◆ Énoncé
Rédigez la suite du récit consacré à la Marie Celeste, reproduit ci-dessous, en reprenant juste après sa dernière phrase.

=== Extrait du document ===

Texte à méditer :   Le monde de la réalité a ses limites ; le monde de l'imagination est sans frontières.   Dr. Seuss

La Marie Celeste



En ce début d'après-midi du 4 décembre 1872, la goélette « Dei Gratia » navigue au milieu de l'Atlantique près de l'archipel des Açores, elle poursuit sa route vers Gibraltar. Sur cette route fréquentée par les transatlantiques, le capitaine David Morehouse n'est pas surpris lorsque la vigie signale une voile à l'horizon. Cependant, quelques minutes plus tard, la vigie précise : c'est une autre goélette.
Bizarrement, sa voilure ne correspond pas au vent modéré qui souffle sur l'océan. De plus, elle navigue à grandes embardées comme si personne ne tenait le gouvernail.


Morehouse ordonne de s'en approcher. De plus près, on ne voit personne sur le pont. La plupart des voiles sont descendues, et celles qui restent sont, ou déchirées, ou montées dans le sens contraire au vent. A sa grande surprise, Morehouse réalise qu'il s'agit de la 'Mary Celeste', une solide goélette de plus de 100 pieds de long et de 25 pieds de large, appareillée de New-York quelques jours avant le 'Dei Gratia', avec à son bord une cargaison de 1700 barils d'alcool brut qu'elle devait livrer à Gênes. Son capitaine, Benjamin Briggs, un marin de la vieille école reconnu comme un homme profondément religieux, est un ami de longue date.

=== Informations fournies ===

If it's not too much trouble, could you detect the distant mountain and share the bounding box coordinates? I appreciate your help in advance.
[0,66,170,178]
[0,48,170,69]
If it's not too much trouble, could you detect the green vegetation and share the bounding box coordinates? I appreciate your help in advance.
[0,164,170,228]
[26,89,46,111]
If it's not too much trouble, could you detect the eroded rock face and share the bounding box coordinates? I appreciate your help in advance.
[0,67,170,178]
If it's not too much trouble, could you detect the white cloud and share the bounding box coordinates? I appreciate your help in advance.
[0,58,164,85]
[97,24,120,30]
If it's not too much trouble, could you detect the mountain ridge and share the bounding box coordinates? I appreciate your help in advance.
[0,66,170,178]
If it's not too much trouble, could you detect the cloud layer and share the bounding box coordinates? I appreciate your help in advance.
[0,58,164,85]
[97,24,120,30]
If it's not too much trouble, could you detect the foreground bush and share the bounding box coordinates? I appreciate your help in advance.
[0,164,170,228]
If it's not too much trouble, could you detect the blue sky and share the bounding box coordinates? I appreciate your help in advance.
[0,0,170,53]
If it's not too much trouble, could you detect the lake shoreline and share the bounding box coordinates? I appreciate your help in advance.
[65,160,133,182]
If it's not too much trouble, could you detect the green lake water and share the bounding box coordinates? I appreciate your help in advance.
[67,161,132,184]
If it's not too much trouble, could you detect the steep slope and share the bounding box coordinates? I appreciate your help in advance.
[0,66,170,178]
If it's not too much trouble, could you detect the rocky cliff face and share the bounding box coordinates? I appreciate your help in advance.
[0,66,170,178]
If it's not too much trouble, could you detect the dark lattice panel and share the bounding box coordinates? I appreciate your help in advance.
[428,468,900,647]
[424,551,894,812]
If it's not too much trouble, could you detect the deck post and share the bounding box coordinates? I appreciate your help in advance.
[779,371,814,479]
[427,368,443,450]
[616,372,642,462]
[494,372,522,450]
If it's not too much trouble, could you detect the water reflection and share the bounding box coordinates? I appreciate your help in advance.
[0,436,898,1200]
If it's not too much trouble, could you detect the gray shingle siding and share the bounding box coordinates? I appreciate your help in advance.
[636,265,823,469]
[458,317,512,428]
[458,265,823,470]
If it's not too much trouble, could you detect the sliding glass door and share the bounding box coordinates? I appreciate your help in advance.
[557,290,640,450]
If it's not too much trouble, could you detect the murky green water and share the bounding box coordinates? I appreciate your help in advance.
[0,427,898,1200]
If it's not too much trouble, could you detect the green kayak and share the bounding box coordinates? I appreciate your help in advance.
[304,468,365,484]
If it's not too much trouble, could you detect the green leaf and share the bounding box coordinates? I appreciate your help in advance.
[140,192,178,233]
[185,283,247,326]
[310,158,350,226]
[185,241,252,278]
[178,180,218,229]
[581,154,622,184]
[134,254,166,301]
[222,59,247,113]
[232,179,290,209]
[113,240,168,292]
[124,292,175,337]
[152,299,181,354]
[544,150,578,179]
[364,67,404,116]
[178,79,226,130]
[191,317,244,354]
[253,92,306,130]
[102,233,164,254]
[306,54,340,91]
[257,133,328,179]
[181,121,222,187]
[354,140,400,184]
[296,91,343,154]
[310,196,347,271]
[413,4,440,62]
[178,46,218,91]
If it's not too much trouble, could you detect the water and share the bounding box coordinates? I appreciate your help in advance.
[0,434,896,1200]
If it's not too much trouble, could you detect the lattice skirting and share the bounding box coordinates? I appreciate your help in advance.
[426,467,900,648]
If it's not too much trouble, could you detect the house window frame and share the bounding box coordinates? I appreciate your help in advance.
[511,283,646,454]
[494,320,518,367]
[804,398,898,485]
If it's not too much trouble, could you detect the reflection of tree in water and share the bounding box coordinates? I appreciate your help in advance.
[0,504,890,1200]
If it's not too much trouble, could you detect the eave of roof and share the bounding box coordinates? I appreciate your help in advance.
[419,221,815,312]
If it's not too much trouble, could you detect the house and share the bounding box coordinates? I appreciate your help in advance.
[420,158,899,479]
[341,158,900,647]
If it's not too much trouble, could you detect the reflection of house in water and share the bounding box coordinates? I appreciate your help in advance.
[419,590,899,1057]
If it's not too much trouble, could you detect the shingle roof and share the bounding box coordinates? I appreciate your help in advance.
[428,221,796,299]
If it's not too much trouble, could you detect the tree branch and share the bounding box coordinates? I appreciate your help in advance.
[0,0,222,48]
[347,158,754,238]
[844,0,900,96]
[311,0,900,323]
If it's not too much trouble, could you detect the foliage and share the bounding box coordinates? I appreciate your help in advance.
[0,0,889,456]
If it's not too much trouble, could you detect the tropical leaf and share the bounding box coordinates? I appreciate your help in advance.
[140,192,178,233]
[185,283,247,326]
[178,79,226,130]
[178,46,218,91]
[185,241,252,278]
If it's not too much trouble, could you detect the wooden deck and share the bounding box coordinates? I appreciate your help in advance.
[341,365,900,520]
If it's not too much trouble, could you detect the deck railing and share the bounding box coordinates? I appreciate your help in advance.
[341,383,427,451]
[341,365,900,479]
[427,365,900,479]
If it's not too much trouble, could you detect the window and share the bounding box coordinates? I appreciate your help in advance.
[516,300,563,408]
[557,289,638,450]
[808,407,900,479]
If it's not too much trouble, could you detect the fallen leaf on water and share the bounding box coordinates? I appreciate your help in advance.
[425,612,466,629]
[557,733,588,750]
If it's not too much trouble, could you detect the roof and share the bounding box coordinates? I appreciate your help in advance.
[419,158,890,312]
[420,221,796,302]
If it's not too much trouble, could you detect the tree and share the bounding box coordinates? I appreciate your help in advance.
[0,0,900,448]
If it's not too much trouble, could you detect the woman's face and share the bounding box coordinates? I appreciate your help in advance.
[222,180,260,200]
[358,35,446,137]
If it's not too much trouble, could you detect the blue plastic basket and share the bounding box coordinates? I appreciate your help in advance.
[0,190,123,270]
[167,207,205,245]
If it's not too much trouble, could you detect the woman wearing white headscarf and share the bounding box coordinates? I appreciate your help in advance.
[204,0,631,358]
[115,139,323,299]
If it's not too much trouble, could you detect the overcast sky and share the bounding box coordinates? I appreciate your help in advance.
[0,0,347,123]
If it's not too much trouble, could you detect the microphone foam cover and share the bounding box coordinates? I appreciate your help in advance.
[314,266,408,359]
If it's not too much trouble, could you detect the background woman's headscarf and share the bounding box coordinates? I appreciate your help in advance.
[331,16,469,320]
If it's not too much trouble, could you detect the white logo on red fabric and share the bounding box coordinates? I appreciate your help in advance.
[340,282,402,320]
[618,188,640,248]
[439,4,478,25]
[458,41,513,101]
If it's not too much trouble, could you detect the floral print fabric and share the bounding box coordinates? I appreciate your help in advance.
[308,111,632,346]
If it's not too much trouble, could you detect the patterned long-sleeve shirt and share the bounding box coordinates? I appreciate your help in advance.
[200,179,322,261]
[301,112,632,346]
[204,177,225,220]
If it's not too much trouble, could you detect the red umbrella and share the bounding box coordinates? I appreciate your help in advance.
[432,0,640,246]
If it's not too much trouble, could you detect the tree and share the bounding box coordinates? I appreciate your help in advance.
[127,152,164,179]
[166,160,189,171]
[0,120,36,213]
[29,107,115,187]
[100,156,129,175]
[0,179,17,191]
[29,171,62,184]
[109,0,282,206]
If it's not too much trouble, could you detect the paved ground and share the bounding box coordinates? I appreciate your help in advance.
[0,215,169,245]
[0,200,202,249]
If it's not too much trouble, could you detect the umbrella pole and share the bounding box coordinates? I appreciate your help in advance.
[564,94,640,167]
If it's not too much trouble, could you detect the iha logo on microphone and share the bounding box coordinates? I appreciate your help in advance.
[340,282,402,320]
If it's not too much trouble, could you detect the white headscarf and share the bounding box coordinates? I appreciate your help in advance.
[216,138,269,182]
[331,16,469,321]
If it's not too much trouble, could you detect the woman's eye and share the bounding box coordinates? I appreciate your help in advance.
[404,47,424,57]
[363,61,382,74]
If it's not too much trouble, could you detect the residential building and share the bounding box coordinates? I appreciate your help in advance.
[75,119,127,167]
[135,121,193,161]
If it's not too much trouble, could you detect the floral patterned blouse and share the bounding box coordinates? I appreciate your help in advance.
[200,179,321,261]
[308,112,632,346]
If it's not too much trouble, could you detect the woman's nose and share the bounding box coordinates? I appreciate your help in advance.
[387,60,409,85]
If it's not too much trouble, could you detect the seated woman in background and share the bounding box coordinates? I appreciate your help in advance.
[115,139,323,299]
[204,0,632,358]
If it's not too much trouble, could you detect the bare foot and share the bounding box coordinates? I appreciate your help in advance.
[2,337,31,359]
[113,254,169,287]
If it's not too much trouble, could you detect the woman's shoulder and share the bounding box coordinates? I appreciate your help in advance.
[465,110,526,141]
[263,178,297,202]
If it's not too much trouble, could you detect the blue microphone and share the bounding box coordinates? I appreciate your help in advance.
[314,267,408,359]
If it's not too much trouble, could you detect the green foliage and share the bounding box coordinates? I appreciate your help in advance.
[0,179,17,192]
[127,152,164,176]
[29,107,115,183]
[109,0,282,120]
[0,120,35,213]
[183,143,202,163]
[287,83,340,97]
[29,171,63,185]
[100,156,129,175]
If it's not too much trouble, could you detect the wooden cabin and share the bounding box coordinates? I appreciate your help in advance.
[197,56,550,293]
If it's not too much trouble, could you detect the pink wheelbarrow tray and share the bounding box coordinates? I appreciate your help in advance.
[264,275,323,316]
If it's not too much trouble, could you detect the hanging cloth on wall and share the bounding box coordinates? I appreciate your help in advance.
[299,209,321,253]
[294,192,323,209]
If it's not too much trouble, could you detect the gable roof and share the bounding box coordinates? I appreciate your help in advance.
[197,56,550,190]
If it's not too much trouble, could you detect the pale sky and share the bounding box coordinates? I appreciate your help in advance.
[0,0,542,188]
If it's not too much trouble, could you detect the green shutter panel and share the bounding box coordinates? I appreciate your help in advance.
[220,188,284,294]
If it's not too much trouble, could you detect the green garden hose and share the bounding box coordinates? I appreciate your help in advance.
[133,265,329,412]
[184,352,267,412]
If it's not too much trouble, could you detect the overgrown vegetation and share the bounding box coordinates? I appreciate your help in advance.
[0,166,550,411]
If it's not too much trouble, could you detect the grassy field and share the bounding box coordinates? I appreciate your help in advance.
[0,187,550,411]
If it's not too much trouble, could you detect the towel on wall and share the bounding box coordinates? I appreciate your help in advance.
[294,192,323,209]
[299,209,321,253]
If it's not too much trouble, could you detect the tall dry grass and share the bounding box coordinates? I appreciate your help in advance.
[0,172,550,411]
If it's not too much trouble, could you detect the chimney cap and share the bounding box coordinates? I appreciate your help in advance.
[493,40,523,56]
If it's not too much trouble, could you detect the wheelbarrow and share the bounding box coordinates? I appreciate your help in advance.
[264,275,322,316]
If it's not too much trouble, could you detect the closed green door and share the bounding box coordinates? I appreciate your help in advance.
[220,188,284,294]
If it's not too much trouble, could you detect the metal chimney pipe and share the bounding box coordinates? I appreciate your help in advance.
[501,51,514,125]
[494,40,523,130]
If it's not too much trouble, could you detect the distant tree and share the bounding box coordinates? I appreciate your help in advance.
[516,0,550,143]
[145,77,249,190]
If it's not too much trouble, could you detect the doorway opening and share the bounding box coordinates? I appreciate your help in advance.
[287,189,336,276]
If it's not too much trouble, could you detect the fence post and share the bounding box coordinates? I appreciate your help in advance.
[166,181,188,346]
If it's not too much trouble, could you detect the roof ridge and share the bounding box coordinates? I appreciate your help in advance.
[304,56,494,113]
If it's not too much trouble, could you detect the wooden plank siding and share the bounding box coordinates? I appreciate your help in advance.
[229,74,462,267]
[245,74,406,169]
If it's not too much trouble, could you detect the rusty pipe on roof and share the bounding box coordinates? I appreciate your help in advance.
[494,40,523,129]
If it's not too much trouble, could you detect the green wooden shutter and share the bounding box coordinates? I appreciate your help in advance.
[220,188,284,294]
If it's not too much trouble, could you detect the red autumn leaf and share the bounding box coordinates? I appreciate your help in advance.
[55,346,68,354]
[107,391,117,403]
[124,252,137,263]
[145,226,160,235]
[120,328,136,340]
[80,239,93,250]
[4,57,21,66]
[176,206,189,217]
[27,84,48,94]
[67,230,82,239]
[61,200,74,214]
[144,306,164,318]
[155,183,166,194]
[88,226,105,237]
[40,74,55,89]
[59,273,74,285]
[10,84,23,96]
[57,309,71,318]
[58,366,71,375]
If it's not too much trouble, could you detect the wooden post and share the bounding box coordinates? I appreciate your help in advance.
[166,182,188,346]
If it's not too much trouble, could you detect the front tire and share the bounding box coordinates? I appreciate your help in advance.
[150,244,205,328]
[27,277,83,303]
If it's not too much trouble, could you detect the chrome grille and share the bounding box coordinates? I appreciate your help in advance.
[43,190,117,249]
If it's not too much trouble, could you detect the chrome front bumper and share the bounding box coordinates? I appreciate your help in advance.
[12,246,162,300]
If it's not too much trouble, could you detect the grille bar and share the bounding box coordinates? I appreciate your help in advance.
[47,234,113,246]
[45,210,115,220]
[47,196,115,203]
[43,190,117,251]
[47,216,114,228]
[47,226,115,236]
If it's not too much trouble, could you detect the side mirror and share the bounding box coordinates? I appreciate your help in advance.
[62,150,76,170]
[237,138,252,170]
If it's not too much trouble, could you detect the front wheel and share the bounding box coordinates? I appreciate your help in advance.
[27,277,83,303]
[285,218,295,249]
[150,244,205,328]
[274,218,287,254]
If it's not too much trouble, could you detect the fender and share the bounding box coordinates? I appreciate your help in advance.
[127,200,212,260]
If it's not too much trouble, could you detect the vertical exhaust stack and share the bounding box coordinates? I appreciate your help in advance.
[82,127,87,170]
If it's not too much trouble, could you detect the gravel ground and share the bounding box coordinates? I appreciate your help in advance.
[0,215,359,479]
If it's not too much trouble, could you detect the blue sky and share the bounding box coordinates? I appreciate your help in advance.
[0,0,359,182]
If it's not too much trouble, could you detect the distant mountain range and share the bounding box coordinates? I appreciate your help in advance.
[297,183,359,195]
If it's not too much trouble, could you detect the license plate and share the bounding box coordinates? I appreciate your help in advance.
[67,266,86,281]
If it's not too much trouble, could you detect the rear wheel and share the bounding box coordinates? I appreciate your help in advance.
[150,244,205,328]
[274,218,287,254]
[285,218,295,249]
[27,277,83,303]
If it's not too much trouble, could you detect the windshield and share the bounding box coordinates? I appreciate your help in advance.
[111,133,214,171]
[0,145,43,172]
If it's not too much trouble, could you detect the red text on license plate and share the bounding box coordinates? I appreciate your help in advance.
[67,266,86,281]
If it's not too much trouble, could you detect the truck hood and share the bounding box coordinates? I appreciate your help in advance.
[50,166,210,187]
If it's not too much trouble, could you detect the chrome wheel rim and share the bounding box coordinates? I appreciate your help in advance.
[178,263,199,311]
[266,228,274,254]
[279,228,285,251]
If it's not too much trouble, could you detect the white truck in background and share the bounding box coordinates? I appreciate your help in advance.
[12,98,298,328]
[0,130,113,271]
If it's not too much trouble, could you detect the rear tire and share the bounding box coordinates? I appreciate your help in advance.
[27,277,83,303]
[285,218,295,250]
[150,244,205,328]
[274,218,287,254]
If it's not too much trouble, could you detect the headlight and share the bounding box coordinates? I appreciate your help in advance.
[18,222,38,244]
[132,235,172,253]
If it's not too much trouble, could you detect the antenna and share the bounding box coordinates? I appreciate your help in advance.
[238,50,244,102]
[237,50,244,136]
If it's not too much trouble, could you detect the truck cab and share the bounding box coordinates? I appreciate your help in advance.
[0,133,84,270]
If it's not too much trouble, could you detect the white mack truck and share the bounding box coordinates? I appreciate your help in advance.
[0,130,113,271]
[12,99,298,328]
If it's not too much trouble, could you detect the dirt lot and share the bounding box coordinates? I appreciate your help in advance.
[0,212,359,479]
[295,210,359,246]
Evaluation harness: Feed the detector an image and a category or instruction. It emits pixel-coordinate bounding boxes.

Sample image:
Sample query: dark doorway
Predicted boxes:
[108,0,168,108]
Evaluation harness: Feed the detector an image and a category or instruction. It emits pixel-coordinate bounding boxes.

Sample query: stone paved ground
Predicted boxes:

===

◆ Réponse attendue
Morehouse saisit son portevoix et tente d'interpeller la « Mary Celeste ». Silence. De plus en plus inquiet, il envoie en reconnaissance son second, Olivier Deveau, et deux marins. Une fois à bord, Deveau sonde aussitôt la cale, dont deux panneaux sont enlevés. Il y a environ un mètre d'eau au fond, mais les pompes sont en bon état, bien qu'une d'entre elles gît, démontée, sur le pont ; le bateau n'est donc pas en danger de couler. La cargaison est solidement arrimée, et il ne manque qu'un bouchon à l'un des barils d'alcool.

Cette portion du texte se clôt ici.